Texto fornecido:
————————

Há quem diga que somos um povo sem memória. São os mesmos que acreditam que a CPI acabou em pizza. Eu, no entanto, prefiro acreditar nas instituições brasileiras, e que os resultados ainda serão colhidos a longo prazo, certamente. Para isso, cito um exemplo. Tivemos, na CPI, a participação do Luciano Hang, também chamado de “véio da Havan”.
Hoje um pouco sumido, aparece com menos frequência para dar uma rata ou outra. Parte da mídia parece ter acreditado, na época, que, na verdade, a CPI houvera cometido um equívoco na convocação do empresário, como se ele houvesse se saído muito bem, como se tivesse dado um show. Isso já esperávamos dos próprios bolsonaristas, com os recortes que fazem e editam para lançar em massa nos grupos de WhatsApp e Telegram. Acredito que essa era mesmo a estratégia de Luciano Hang. Mas acredito também que ele simplesmente se incriminou. Construiu, completamente, sua prisão para quando Bolsonaro não tiver mais forças. Mentiu, quando se tem provas cabais contra ele.

————————

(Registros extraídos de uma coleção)

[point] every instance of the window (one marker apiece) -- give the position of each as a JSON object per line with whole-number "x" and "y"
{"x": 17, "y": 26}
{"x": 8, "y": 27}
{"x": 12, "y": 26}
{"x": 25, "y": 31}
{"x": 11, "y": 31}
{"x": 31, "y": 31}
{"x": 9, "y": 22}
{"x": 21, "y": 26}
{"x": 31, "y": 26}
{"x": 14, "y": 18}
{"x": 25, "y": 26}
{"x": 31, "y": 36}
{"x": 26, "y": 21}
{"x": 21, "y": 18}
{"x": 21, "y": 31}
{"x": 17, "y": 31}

————————

Tarefa proposta A:
Liste os nomes de pessoas citados no texto sobre a CPI e os nomes dos serviços em que ficam os grupos mencionados nele.
Tarefa proposta B:
Diga se cada afirmação concorda com o texto sobre a CPI, respondendo sim ou não e citando as palavras do texto que decidem: (i) quem escreve afirma que a CPI acabou em pizza; (ii) Luciano Hang também é chamado de "véio da Havan"; (iii) parte da mídia achou, na época, que Luciano Hang se saiu mal na CPI.
Tarefa proposta C:
Prossiga com o texto sobre a CPI e Luciano Hang a partir do ponto em que ele termina.

Resposta A:
Luciano Hang; Bolsonaro; WhatsApp; Telegram.

Resposta B:
(i) Não: "São os mesmos que acreditam que a CPI acabou em pizza. Eu, no entanto, prefiro acreditar nas instituições brasileiras".
(ii) Sim: "Luciano Hang, também chamado de “véio da Havan”".
(iii) Não: "como se ele houvesse se saído muito bem, como se tivesse dado um show".

Resposta C:
A CPI não é um debate entre intelectuais, ou entre candidatos, onde um se sai melhor e o outro pior. Tanto faz se ele já tinha preparado frases, situações ou narrativas de impacto. Este duelo retórico simplesmente não importa. O que houve, na verdade, é que todas as informações levantadas por ele eram desmentidas por vídeos e documentos.
O empresário disse nunca ter participado de nenhum benefício governamental. É mentira. Basta checar nos documentos do próprio BNDES, pelo portal da transparência, ou mesmo fazer uma pesquisa na internet. Ele tomou emprestado, a juros baixos, do BNDES simplesmente 57 vezes, entre 1993 e 2014, segundo dados resumidos pelo jornal Estadão. A maior parte deste tempo sob o governo chamado por ele de “comunista”. Isto mesmo, o período em que ele mais cresceu foi sob governo do Partido dos Trabalhadores, com apoio estatal.
Em outro momento, declarou que nunca houvera se posicionado contra a vacina. O Estadão também mostra que ele esteve no Instagram publicando vídeos diretamente contra as vacinas, em geral, e principalmente contra a Coronavac, em particular.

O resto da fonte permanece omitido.